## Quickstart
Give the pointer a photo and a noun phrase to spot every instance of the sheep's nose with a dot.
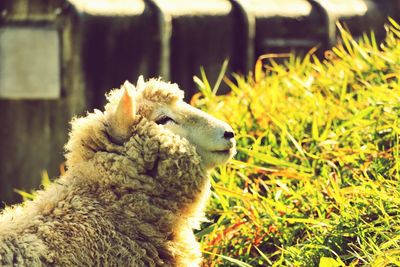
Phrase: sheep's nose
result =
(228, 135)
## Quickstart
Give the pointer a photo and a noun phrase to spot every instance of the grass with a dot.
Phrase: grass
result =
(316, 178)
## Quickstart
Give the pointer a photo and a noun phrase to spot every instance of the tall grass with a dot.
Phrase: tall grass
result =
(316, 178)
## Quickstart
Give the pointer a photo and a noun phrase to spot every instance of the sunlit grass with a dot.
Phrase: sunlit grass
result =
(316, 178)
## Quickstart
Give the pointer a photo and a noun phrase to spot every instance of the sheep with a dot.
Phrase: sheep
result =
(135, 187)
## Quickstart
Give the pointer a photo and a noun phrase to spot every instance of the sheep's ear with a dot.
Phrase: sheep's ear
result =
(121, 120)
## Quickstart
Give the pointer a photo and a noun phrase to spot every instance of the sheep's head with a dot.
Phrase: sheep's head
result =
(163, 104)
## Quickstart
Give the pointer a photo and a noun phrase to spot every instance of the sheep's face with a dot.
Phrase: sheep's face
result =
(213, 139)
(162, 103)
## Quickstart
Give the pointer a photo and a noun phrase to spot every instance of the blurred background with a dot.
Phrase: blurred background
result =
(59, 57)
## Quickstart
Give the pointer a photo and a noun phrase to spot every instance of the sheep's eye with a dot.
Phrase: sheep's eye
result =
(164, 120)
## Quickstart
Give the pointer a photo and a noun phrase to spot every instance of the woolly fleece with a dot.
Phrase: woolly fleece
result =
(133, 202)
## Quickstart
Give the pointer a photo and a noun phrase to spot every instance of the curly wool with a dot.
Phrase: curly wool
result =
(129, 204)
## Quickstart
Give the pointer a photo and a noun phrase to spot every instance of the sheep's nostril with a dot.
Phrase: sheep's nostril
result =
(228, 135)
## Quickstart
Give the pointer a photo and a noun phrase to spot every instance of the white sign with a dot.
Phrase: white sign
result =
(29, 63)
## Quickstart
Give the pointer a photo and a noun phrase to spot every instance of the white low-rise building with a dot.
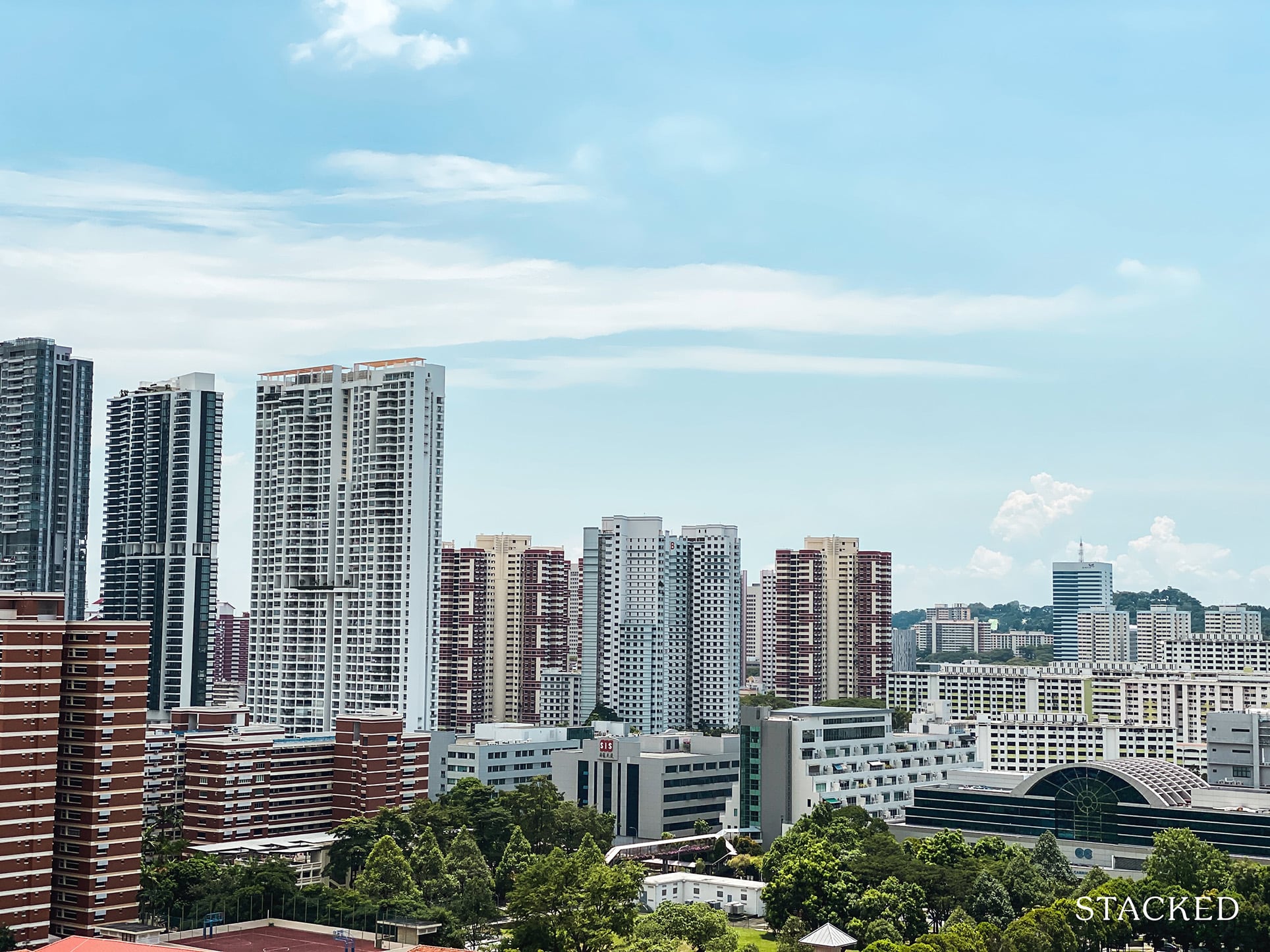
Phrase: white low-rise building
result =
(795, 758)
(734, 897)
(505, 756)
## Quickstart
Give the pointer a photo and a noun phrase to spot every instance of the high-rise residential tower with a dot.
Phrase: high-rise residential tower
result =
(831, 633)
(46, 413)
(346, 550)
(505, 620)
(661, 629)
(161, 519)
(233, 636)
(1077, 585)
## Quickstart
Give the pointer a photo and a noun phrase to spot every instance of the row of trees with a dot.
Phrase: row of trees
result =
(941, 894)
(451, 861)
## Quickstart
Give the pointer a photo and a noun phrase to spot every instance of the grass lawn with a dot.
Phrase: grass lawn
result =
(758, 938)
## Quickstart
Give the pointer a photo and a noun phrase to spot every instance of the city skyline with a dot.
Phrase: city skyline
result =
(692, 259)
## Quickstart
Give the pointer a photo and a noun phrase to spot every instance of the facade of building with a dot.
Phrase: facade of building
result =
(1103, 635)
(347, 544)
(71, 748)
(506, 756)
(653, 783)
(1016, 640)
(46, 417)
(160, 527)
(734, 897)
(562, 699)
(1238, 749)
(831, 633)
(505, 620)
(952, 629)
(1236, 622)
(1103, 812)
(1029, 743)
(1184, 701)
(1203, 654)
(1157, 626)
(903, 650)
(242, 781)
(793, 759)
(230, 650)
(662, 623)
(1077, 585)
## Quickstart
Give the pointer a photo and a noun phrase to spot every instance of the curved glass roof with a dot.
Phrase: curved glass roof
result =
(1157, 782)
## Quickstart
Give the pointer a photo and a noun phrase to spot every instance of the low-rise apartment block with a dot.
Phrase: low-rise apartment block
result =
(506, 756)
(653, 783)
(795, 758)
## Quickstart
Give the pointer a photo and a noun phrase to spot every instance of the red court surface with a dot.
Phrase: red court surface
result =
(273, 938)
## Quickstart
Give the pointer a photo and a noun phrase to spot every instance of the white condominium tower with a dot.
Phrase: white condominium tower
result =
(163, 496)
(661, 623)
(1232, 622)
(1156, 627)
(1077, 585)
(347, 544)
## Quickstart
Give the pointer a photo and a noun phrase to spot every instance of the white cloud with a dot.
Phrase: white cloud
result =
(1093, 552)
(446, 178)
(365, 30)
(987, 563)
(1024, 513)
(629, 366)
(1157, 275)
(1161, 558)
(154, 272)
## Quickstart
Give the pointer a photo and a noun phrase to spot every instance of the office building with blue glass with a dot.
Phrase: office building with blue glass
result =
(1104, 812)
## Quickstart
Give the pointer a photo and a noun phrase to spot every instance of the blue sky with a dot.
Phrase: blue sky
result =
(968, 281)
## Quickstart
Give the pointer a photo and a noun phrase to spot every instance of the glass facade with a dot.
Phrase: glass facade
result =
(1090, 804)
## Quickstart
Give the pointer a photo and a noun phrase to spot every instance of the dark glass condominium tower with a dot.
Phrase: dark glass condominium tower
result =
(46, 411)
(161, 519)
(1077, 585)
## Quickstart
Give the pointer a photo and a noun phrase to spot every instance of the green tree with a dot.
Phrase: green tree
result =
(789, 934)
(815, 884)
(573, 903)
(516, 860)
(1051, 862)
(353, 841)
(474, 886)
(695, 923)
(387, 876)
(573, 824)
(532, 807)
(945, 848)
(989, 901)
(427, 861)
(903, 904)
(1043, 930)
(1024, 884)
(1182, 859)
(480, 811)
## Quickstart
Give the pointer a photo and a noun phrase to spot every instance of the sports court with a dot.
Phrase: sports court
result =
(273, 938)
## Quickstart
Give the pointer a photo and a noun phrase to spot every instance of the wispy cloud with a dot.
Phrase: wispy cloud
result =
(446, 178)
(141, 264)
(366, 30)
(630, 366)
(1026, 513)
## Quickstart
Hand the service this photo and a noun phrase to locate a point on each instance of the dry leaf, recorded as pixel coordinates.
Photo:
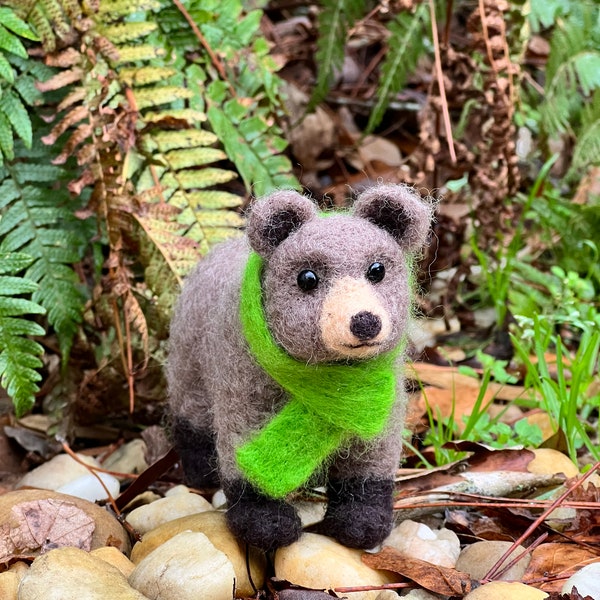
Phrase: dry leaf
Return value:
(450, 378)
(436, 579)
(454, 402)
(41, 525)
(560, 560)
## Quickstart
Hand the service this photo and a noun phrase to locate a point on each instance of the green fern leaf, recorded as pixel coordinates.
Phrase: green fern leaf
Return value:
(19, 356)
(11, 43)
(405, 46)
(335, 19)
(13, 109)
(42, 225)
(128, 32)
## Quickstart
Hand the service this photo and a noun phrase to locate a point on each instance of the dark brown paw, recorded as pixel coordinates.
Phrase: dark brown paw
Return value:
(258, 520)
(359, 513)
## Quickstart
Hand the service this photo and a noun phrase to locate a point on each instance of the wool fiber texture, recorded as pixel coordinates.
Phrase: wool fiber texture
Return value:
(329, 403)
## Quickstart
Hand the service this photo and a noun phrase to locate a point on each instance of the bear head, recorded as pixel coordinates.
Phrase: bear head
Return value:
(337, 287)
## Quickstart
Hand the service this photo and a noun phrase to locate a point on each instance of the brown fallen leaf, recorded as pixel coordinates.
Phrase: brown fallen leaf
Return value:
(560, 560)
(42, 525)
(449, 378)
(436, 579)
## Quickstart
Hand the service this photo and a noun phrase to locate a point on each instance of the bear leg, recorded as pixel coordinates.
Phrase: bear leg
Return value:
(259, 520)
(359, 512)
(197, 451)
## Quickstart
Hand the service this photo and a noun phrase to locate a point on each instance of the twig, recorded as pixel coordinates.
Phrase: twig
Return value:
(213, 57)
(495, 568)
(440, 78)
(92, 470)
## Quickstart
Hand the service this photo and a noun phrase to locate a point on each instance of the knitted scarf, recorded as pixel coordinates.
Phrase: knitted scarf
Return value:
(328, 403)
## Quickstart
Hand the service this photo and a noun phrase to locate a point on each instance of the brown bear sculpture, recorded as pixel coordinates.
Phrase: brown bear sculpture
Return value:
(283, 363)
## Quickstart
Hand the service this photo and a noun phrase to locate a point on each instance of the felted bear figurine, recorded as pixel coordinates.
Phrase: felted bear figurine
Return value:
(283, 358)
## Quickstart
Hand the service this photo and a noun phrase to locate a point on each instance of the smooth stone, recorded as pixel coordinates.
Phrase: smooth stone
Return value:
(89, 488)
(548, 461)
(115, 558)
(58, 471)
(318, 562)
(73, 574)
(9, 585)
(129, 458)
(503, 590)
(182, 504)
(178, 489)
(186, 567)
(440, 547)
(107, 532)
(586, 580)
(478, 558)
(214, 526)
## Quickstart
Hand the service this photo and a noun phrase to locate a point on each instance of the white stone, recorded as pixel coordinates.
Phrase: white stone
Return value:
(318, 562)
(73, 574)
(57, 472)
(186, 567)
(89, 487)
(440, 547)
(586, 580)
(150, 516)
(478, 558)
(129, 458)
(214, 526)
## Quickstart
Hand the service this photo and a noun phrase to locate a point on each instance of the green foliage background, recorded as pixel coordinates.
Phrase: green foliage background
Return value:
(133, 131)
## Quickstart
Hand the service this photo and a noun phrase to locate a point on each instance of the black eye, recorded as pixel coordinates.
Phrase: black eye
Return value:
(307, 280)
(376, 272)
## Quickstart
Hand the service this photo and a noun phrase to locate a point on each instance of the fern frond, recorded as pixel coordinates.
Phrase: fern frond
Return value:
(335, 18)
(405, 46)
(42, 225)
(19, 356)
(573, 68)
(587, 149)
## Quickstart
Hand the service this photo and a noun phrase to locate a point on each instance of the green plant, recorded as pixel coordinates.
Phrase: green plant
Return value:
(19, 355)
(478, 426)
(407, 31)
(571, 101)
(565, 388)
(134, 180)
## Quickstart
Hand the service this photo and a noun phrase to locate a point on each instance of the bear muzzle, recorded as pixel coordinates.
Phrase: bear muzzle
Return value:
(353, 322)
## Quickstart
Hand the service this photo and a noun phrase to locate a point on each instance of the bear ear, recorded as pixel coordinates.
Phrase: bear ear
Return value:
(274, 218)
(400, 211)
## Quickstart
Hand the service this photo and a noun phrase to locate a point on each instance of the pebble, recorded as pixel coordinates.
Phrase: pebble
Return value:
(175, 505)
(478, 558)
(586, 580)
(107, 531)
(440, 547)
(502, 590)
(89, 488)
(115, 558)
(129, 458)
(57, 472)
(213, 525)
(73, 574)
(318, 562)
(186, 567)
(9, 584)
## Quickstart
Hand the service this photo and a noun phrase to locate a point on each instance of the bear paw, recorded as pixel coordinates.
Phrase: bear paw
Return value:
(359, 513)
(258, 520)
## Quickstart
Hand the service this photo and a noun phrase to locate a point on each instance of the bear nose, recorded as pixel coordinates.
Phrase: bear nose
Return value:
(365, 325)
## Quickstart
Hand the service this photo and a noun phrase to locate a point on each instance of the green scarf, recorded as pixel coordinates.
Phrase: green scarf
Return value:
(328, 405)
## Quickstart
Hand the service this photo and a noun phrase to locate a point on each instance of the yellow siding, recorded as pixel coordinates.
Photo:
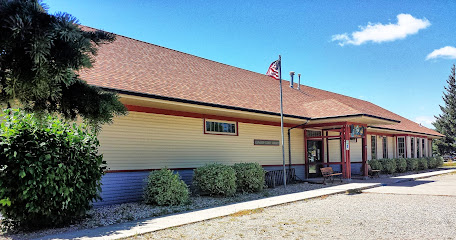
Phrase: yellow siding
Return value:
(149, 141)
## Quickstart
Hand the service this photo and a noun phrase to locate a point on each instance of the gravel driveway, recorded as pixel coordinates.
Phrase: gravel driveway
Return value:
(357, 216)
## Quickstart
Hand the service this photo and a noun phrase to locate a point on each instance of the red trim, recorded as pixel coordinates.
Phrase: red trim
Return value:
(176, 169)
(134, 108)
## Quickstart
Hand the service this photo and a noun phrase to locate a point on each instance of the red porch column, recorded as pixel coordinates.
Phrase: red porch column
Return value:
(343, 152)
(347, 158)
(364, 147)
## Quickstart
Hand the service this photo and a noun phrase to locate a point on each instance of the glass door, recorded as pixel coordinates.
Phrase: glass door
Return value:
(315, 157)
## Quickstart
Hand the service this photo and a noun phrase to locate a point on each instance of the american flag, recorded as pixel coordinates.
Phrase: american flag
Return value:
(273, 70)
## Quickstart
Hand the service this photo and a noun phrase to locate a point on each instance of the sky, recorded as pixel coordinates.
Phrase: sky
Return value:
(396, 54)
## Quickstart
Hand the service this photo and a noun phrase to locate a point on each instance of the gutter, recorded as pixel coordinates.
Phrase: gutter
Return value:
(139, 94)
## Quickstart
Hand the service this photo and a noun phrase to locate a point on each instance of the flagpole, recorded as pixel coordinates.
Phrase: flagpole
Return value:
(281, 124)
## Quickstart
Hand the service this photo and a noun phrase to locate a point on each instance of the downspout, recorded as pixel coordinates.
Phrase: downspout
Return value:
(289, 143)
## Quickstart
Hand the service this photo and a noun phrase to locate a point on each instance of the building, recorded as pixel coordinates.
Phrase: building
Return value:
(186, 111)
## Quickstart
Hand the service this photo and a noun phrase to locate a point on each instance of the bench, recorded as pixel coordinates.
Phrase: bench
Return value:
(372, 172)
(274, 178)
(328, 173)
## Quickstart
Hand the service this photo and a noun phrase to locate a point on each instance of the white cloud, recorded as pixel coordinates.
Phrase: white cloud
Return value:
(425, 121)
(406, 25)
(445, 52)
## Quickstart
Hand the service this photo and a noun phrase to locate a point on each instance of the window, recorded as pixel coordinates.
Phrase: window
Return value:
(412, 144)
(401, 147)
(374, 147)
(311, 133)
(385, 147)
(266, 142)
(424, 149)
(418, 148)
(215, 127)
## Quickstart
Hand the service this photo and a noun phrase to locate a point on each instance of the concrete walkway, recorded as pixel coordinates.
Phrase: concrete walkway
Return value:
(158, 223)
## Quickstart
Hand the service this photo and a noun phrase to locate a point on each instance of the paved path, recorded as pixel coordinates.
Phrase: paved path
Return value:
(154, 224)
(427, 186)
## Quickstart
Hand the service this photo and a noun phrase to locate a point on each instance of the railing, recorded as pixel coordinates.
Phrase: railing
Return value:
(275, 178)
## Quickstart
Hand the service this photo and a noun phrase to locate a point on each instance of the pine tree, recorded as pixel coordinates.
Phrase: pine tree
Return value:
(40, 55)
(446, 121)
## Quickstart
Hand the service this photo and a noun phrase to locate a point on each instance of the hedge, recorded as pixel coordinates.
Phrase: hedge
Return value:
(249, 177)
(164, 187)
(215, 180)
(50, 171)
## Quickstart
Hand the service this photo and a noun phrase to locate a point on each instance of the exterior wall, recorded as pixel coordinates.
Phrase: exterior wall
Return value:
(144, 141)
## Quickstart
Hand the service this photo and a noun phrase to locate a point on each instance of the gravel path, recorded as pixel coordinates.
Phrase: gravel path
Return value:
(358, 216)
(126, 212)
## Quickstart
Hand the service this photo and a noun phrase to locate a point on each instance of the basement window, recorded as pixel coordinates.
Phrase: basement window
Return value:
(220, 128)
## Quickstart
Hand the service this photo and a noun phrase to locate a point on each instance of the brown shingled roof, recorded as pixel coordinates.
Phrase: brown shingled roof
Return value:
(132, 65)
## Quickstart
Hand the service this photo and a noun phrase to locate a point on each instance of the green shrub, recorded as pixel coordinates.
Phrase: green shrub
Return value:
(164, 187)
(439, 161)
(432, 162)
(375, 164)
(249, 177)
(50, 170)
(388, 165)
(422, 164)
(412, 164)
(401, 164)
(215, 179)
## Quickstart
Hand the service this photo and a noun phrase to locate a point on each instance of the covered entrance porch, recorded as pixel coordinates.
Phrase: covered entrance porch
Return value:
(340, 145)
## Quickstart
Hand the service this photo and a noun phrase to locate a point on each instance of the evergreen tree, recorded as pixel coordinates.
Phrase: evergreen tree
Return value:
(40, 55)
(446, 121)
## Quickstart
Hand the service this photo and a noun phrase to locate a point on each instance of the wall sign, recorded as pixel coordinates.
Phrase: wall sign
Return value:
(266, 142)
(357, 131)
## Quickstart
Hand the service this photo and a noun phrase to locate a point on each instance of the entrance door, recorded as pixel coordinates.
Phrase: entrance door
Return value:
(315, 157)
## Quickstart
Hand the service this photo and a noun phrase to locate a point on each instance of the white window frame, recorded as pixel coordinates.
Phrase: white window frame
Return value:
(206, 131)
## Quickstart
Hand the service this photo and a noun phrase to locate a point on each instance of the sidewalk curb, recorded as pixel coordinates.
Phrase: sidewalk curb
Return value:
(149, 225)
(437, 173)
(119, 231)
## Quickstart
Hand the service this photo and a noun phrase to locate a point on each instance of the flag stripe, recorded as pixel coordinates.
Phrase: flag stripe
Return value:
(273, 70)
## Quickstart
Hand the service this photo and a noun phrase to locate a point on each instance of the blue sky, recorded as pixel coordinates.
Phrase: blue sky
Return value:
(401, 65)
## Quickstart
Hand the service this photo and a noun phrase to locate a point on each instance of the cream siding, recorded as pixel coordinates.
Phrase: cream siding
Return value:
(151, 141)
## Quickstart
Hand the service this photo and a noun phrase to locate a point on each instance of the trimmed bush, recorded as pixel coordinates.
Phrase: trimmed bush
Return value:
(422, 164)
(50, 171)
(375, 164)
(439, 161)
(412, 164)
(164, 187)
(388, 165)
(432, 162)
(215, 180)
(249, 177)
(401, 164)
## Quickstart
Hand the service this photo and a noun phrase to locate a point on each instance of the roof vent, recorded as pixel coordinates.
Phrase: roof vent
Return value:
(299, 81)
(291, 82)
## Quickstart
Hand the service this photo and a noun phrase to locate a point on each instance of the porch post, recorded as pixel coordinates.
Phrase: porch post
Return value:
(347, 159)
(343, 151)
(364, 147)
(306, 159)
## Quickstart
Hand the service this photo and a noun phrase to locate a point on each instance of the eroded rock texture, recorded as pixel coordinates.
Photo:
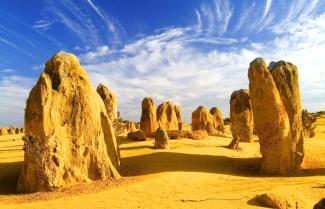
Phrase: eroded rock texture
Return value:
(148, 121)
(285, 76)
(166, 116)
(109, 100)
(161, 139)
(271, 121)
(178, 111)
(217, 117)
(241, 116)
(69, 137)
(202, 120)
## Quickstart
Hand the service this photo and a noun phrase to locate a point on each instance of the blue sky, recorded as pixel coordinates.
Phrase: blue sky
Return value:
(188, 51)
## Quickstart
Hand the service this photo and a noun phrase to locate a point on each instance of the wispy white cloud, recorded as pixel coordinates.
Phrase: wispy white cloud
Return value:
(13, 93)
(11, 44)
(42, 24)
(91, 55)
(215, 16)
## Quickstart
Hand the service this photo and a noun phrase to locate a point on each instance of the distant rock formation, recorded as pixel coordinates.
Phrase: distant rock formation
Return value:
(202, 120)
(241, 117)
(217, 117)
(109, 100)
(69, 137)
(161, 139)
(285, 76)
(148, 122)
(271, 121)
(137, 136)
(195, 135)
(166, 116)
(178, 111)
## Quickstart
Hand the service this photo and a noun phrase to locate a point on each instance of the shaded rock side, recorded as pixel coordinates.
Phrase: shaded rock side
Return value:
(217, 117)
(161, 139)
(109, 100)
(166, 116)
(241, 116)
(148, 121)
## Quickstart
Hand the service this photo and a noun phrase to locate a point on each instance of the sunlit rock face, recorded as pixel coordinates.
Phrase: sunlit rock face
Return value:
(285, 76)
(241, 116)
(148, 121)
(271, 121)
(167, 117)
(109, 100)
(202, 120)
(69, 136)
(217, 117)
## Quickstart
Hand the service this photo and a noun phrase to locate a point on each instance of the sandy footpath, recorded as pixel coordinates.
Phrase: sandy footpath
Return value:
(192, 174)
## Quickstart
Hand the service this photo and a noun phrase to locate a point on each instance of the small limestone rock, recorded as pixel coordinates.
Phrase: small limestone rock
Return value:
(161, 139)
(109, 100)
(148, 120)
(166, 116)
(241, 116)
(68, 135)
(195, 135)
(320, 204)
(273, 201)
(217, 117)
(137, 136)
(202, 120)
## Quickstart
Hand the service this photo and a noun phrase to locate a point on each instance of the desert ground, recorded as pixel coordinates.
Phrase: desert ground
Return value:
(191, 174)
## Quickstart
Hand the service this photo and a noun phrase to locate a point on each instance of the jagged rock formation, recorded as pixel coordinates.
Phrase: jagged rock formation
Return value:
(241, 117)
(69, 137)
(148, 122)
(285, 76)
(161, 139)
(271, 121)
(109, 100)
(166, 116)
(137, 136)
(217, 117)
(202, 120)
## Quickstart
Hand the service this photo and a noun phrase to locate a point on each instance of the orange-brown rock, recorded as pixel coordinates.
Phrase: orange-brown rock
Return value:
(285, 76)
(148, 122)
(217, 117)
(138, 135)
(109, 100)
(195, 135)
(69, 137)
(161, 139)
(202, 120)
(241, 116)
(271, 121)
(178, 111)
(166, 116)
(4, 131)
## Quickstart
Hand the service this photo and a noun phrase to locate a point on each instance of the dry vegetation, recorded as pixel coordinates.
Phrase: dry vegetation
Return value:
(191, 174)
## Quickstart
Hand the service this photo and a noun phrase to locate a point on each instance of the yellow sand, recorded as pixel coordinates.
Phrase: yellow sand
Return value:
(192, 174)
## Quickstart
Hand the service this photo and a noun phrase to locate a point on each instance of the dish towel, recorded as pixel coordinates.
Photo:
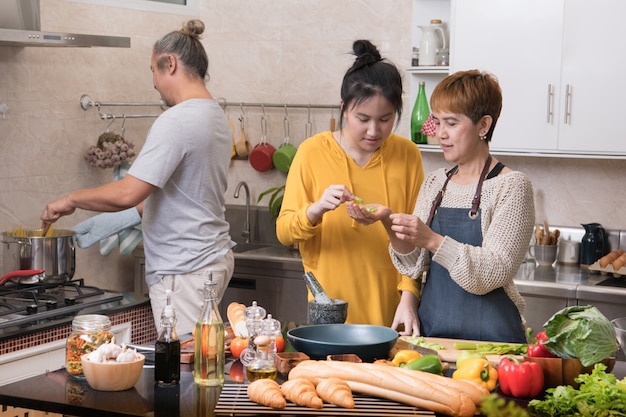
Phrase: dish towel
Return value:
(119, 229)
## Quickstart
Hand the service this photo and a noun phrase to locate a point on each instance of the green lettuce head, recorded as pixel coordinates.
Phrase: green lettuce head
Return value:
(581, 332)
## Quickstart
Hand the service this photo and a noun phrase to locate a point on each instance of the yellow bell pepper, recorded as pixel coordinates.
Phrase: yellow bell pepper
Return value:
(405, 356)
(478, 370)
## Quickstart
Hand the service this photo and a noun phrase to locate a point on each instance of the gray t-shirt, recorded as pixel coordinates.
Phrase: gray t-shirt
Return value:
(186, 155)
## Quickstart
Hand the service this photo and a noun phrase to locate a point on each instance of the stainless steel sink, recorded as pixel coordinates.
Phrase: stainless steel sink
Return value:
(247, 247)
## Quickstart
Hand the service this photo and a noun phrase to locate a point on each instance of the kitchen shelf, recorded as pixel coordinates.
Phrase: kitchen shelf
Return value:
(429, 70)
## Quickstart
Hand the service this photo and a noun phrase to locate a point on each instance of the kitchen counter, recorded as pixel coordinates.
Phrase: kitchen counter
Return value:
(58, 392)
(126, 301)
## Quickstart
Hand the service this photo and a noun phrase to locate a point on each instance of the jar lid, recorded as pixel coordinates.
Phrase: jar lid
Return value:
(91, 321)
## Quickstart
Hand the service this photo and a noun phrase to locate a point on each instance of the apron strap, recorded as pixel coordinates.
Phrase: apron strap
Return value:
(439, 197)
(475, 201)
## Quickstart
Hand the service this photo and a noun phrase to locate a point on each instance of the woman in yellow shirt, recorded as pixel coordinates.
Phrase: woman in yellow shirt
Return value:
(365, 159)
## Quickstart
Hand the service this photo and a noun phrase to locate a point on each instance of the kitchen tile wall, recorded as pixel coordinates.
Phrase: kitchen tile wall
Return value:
--- --- ---
> _ASSIGNMENT_
Scan the material above for "twig". Copy every line where it appears.

> _TASK RESPONSE_
Hand the service this photo and a noun phrase to locate a point on each instance of the twig, recorded as pixel coordinates.
Phrase: twig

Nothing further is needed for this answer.